**Given request**
Reproduce the listing below word for word, with no changes of any kind.

::::

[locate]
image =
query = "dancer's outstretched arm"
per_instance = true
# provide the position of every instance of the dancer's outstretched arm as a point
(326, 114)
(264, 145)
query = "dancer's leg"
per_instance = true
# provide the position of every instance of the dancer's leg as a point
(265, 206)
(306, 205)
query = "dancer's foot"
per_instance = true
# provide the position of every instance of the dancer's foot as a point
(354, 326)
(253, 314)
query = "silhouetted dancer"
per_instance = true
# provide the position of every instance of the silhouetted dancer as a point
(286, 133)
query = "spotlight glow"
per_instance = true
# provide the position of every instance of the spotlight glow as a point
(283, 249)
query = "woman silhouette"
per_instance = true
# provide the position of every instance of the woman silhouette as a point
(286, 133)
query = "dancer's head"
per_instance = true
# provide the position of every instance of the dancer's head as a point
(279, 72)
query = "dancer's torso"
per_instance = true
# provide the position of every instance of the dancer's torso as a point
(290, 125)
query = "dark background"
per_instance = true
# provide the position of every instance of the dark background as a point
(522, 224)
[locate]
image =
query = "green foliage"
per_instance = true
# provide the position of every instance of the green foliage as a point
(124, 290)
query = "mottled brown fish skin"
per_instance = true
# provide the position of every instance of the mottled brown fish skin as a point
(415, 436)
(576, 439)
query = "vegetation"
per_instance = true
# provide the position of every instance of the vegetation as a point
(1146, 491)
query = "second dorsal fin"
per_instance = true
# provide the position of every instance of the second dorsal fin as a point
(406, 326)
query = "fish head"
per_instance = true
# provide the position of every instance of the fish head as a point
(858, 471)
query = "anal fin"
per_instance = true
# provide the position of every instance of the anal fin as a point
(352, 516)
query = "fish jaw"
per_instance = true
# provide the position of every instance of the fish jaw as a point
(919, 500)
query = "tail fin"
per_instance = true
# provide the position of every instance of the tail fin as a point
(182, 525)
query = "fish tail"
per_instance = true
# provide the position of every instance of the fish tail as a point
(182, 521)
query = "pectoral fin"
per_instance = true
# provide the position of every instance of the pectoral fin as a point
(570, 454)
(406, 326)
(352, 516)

::::

**Response to this task**
[locate]
image =
query = "dancer's outstretched arm"
per_instance = true
# provide the position of every instance of the dancer's outstretched arm as a point
(326, 114)
(264, 145)
query = "dancer's leg"
per_instance = true
# provide the position of every instance of the dancer's leg as a point
(265, 206)
(306, 205)
query = "dancer's foot"
per_instance = true
# provide the position of every instance of the dancer's foot as a point
(354, 326)
(253, 314)
query = "silhouetted dancer"
per_instance = true
# provide the position of every instance of the silhouetted dancer as a point
(286, 133)
query = "spotlight glow"
per_instance = true
# provide the position of every instance of the spotlight glow as a point
(283, 249)
query = "woman silhouette"
per_instance = true
# provide the position of every instance of the woman silhouette as a point
(286, 133)
query = "dancer's head"
per_instance = true
# provide the position of every instance of the dancer's head as a point
(279, 72)
query = "dancer's torso"
per_instance = true
# provide the position of every instance of the dancer's torso as a point
(290, 125)
query = "dark background"
per_instance = true
# provide the position of every instance of the dark background as a point
(522, 224)
[locate]
image =
query = "green foliage"
per_instance = true
# provide the position of every instance of the green foliage as a point
(124, 290)
query = "mottled brown fish skin"
per_instance = true
# provide the position of every instance of the mottled brown fish skin as a point
(415, 436)
(576, 439)
query = "vegetation"
per_instance = true
# provide the position of every instance of the vegetation as a point
(1146, 491)
query = "second dorsal fin"
per_instance = true
# provide the position of every instance of the second dorsal fin as a point
(406, 326)
query = "fish head"
per_instance = true
# provide the position of every instance of the fish head as a point
(858, 471)
query = "anal fin"
per_instance = true
# provide the position of every instance of the anal fin as a point
(352, 516)
query = "fish jaw"
per_instance = true
# provide the position of every instance of the fish jaw as a point
(919, 500)
query = "tail fin"
per_instance = true
# provide the position of every instance of the tail fin as a point
(182, 525)
query = "fish tail"
per_instance = true
# provide the position of every instance of the fish tail as a point
(182, 521)
query = "pectoral fin"
per_instance = true
# provide the position of every instance of the pectoral fin as a point
(570, 454)
(406, 326)
(352, 516)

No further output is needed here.